| Short problem |
Update the data starting at the line that contains "Place a point on each instance of the black" and ending at the last line of the data, both included. Replace every "crowd of people" with "group of people", change nothing else, and return only those lines.

| Source records |
***

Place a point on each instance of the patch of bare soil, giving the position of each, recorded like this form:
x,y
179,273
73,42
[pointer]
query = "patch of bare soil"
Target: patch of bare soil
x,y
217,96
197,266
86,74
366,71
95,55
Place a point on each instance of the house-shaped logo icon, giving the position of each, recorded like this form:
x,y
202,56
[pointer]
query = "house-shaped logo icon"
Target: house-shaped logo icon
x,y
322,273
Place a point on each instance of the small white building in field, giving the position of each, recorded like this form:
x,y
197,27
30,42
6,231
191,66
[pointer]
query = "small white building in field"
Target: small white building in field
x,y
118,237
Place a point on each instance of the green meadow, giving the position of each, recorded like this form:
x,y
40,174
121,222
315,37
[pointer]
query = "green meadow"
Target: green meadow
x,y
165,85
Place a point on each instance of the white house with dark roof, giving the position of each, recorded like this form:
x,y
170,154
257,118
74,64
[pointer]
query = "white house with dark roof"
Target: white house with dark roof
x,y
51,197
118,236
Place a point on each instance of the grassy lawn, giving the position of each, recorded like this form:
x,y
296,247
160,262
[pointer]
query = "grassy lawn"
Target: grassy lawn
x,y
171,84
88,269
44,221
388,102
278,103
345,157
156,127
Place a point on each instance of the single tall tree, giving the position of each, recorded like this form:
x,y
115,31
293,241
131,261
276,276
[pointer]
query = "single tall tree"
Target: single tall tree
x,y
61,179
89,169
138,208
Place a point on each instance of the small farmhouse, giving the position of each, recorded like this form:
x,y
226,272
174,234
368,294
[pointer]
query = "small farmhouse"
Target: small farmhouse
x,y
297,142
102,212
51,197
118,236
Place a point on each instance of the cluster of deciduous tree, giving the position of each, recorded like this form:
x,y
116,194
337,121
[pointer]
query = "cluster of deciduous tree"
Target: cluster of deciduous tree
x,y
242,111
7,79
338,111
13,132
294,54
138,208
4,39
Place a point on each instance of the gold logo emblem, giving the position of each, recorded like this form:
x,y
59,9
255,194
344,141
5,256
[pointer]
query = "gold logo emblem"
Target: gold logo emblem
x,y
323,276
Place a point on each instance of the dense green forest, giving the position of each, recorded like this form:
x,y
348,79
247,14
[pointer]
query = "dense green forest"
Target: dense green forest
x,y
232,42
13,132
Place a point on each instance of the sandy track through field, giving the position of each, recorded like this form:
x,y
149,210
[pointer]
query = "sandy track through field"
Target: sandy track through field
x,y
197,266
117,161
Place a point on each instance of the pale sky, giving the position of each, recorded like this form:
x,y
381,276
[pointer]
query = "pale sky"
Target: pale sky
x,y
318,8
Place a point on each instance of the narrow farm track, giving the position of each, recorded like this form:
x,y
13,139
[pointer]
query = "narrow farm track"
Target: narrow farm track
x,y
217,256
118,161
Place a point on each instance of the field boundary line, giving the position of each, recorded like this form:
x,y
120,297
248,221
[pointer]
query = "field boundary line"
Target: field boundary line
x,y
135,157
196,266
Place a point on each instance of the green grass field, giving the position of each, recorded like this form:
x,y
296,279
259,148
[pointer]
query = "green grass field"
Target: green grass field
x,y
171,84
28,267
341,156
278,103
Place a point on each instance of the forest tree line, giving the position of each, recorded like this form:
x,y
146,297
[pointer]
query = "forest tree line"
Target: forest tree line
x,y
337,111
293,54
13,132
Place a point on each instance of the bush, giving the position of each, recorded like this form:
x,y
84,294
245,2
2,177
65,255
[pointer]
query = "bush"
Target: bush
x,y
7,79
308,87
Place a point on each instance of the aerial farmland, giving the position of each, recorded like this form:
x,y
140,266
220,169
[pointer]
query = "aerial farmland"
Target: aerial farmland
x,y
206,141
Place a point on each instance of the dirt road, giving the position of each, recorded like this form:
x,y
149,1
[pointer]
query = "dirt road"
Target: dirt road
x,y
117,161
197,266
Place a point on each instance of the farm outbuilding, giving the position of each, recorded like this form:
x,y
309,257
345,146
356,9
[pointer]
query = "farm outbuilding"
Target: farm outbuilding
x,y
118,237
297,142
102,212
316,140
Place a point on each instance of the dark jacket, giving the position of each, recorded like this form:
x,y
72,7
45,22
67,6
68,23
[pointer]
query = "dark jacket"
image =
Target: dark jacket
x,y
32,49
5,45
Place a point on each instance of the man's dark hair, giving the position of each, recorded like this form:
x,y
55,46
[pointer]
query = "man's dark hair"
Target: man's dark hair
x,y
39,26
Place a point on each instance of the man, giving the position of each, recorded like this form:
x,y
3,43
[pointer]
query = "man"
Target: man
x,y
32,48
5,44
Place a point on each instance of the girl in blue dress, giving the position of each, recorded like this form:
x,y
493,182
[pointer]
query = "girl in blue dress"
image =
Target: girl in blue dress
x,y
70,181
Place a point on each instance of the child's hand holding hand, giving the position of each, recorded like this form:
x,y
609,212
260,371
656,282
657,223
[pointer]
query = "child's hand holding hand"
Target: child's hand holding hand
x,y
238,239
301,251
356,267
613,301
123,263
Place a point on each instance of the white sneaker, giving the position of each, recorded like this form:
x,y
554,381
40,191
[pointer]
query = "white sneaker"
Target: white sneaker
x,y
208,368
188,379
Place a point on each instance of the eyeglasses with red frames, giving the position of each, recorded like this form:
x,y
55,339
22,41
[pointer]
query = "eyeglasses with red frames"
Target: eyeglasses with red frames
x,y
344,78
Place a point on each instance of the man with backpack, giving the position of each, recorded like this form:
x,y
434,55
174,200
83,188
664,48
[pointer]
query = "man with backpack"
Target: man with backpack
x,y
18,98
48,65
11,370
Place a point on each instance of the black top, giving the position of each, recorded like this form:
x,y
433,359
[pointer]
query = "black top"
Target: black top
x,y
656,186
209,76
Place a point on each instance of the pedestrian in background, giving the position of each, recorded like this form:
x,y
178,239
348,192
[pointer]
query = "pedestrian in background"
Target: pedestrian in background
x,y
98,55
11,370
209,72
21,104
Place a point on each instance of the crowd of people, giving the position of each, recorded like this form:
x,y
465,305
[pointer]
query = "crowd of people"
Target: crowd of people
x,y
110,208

***

| Written response |
Place a point on each instance of the black top, giving the position of each, recorded like this form:
x,y
433,359
[pointer]
query = "black top"
Target: black top
x,y
656,186
209,76
Place a point on each instance of the pedestrian in background, giving the position of each, recorded like this form:
x,y
178,239
348,192
[pointer]
query = "pedestrian in background"
Target: pedestrian in background
x,y
98,55
11,370
209,72
21,104
Place a point on each instance of the group of people, giving the position of each, recorded like this form:
x,y
465,305
[pointer]
query = "group of people"
Target: group of people
x,y
110,208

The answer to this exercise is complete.